(Saved entries)

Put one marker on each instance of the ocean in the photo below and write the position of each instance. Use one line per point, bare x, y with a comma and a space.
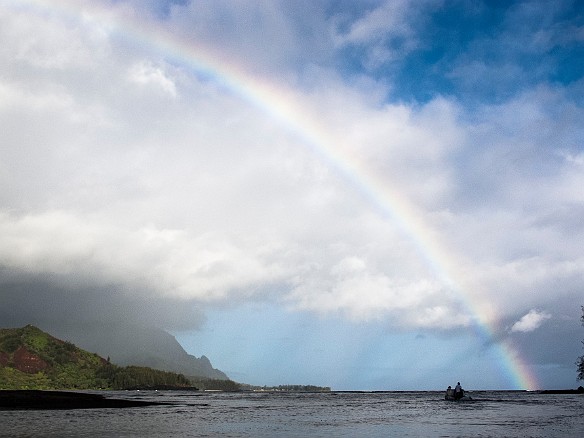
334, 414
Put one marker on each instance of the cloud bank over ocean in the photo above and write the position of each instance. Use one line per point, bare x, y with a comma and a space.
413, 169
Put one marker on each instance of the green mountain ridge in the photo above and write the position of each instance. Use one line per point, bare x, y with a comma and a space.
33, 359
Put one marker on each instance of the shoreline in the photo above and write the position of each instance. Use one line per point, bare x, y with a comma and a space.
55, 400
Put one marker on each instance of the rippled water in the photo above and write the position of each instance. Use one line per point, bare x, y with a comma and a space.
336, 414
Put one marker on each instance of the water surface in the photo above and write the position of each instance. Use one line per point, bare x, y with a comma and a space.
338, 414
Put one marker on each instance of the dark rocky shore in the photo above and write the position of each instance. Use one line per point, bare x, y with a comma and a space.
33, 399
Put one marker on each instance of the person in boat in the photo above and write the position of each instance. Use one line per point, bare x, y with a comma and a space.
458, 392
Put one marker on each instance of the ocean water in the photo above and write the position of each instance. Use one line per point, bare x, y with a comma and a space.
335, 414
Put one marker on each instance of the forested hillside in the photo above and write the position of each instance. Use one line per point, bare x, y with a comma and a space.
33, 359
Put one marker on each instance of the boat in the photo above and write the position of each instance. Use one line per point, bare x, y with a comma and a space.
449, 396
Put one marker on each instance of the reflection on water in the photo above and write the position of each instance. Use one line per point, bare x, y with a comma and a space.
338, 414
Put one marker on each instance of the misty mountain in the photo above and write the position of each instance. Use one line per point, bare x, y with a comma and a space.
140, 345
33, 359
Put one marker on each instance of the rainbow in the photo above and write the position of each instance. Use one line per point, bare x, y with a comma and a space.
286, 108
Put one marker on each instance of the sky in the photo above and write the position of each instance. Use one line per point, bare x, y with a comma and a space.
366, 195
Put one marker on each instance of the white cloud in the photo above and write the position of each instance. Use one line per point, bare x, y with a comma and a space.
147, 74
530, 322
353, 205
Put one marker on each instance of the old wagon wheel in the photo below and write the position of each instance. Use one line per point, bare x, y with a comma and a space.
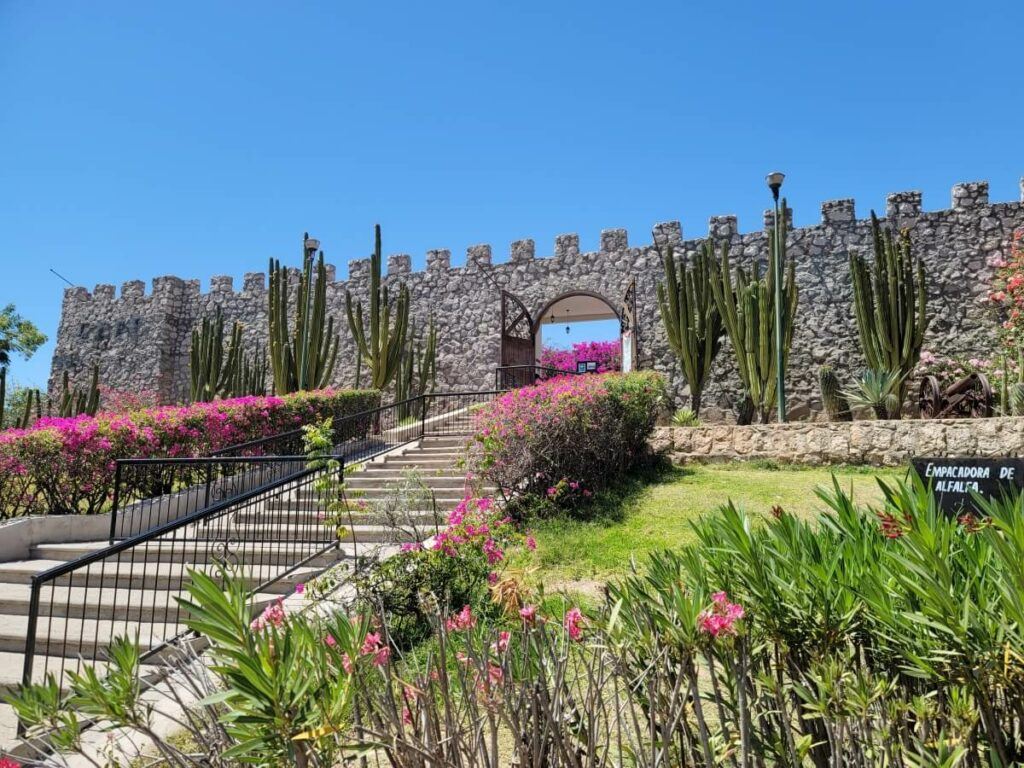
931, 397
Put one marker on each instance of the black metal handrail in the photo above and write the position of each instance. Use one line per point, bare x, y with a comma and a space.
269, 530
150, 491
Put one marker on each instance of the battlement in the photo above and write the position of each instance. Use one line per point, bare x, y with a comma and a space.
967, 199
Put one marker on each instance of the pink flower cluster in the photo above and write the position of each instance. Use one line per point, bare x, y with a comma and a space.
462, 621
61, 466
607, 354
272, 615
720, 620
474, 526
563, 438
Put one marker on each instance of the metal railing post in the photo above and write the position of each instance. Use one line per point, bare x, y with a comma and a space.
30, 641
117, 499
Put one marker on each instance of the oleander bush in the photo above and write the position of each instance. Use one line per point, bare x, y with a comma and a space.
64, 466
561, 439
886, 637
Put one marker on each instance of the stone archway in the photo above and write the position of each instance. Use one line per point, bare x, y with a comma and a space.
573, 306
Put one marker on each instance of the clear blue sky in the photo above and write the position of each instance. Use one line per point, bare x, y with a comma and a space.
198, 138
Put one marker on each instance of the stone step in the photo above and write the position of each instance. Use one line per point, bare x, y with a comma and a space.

* [YOUR OBJECTIVE]:
Please reproduce each entry above word for word and keep the pictures out of the copy.

* [FINISHED EXERCISE]:
Put one marker on each instance of the ocean in the photo below and write the position of each instance. Use one line per point, bare x, y with a comma and a space.
334, 414
Put one marker on each instance of the cloud bank over ocean in the photo above and write the position of each instance. Use one line per point, bare x, y with a comma and a space.
413, 169
Put one marker on each instance of the green mountain ridge in the photo above and write the position of each instance. Use one line per point, bare x, y with a comma and a space.
33, 359
Put one marker on each instance of the shoreline in the photo above and write the position of each instance. Use one line per point, bare x, y with a comma and a space.
55, 400
Put one marker on each instance of the rippled water in the photo above and write the position of each instance. Use one line per point, bare x, y with a comma and a space.
336, 414
Put one marker on each instance of the water surface in the photo above and write the position of each instance. Use one line per point, bare x, y with a comma and a space.
338, 414
Put one marker on each instance of the dark rocky shore in the photo above and write the position of each instance. Use one line per point, bare x, y with a comma and a space.
33, 399
Put one marker on each instance of the person in boat in the photo above and write the position of each instance. Use one line per point, bare x, y with a comma and a space.
458, 392
Put one marker on each instance of the ocean water in the photo above and write the position of each instance. Use one line per point, bare x, y with a comma and a space.
335, 414
Put one marker on each instance of the forested hillside in the photo above and write the position of each instance. Use one line per point, bare x, y with a comma and a space.
33, 359
Put one marker on each instance of the boat in the photo above and write the position of each instance. Use one line per point, bare x, y with a comma and a space.
449, 396
Put one marker on each instance of the reflection on water in the photo above and write the position of each instance. Use one line per point, bare x, y with a comma and a space.
338, 414
Put one marker on each instance of the misty mountain in the photo above and write the position of each instance. Use one line per point, bare x, y with a comma and a space.
140, 345
33, 359
Put one marker on each instance of the rainbow in the photo above and write the position of each instance. Use one line per point, bare x, y with a comma and a space.
286, 108
Put one marker on each instance of the sky in the photo above and write the position of each instance. Use one line per point, bare x, y with a comma and a space.
366, 195
Put one marker on each instance of the white cloud in the photo above and write the position of each instance. Use one line per point, bare x, y with a comma and a space.
147, 74
530, 322
353, 205
Put one marker on each instance of the old wagon wheel in the photo below and write the position of each instance. Use one line per point, bare x, y with a comma and a space.
931, 397
Put one marker on each instance of the black metal handrail in the photo above and write the position of each instance. Use one line per point, bare x, y with a comma and a space.
269, 530
150, 491
Put one marker on each instance of the battlement in the photo above and write the position of each instance. Use one line per point, bare x, y with a comma and a space.
967, 199
Put one marker on each instance of the pink flower cluster in the photo above and write the position of each instance. Use one line per point, bare x, y with a comma and a space.
462, 621
61, 466
607, 354
272, 615
720, 620
474, 526
563, 438
Put one marker on each instance of the metal railing post in the photo above and write the position of each instance. Use one line per point, bare x, y with a comma and a space.
30, 641
117, 499
Put one marker on each instance of the oleander bush in the photo above and write the position of each instance. Use one line per point, bare x, y with a comma and a space.
64, 466
561, 439
886, 637
Put one marker on each instance of the stone archway in the photo above and write the position of each instance. Use one line per point, bare x, y with a comma and a space.
573, 306
Put one marker on each instance of the clear blue sky in the photo above and write the position of each instance. Use one line per point, bare x, y with a comma and a space.
198, 138
Put one marker on each instance of the stone step in the photo above and write the position of each instance. Use one line per point, bare x, y with a comma and a space.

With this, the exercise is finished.